- [Task set]
1: In the text on William Carington, what rank did he reach in the Grenadier Guards?
2: In the text on William Carington, list every person named in the details that come before the heading "William Carington", leaving out Carington himself.
3: Carry the text on William Carington forward by writing the next part of its biography, picking up after its last sentence.

- [Extract to read]
========================
Member of Parliament for Wycombe
- In office 1868–1883
- Preceded by: John Remington Mills Charles Carrington
- Succeeded by: Gerard Smith

Personal details
- Born: William Henry Peregrine Carrington 28 July 1845
- Died: 7 October 1914 (aged 69)
- Spouse: Juliet Warden
- Parent(s): Robert Carrington, 2nd Baron Carrington Hon. Charlotte Drummond-Burrell

= William Carington =

British soldier, courtier and Liberal politician

Sir William Henry Peregrine Carington (28 July 1845 – 7 October 1914) was a British soldier, courtier and Liberal politician who sat in the House of Commons from 1868 to 1883

==Biography==
Born William Carrington, he was the second son of Robert Carrington, 2nd Baron Carrington, and his second wife the Hon. Charlotte Drummond-Burrell, daughter of Peter Drummond-Burrell, 22nd Baron Willoughby de Eresby. He and his two brothers assumed by royal licence the surname of Carington in 1880. He was educated at Eton and served in the Grenadier Guards, achieving the rank of lieutenant-colonel. He fought in the Egyptian Campaign of 1882 and was awarded a medal for his actions.
========================
- [Record list]

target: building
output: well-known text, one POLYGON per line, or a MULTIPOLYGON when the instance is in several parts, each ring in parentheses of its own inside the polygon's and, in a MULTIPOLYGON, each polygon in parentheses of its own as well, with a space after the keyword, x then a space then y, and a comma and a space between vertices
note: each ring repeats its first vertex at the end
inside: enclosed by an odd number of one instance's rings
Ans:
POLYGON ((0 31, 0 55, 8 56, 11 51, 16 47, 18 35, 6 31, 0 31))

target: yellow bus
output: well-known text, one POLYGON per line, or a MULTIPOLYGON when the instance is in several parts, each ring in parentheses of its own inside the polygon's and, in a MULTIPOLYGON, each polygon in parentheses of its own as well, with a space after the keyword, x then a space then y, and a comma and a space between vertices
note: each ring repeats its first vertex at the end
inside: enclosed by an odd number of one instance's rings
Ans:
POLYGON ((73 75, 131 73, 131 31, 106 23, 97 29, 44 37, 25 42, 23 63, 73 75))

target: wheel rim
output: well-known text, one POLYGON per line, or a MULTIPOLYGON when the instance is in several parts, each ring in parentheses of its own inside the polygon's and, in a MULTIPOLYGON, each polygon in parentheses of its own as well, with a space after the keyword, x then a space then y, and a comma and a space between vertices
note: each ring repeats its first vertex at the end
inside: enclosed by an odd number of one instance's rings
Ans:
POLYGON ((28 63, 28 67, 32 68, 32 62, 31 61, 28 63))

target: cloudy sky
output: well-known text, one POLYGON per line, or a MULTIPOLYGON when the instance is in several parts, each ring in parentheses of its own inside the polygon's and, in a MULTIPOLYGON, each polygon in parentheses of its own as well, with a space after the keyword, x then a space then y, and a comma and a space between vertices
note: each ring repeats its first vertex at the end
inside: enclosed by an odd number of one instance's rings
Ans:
========================
- [Final results]
1: Lieutenant-colonel.

2: John Remington Mills, Charles Carrington, Gerard Smith, Juliet Warden, Robert Carrington (2nd Baron Carrington), and Hon. Charlotte Drummond-Burrell.

3:
Carington was elected Member of Parliament for Wycombe in 1868, succeeding his brother Charles, and held the seat until 1883, when he was succeeded by his second cousin Gerard Smith.

Carington was a Groom in Waiting to Queen Victoria from 1880 to 1882. He was acting Master of the Buckhounds from 1883 to 1884, Equerry to Queen Victoria from 1881 to 1901 and an Extra Equerry to King Edward VII from 1901 to 1910. He also served as Comptroller and Treasurer to the Prince of Wales (later King George V) from 1901.

In November 1901, he was invested as a Knight Commander of the Royal Victorian Order (KCVO), and the following January he received the Prussian Order of the Crown, second class, with star, when he accompanied the Prince of Wales on a visit to Berlin for the birthday of Emperor Wilhelm II. In 1910 he was sworn of the Privy Council and was Keeper of the King's Privy Purse 1910–1914.

==Family==
Carington married Juliet Warden, daughter of Francis Warden, of New York, on 23 September 1871. They had no children. She died in November 1913. Carington only survived her by eleven months and died aged 69. Charles Wynn-Carington, 1st Marquess of Lincolnshire, was his elder brother, and Rupert Carington, 4th Baron Carrington, his younger brother.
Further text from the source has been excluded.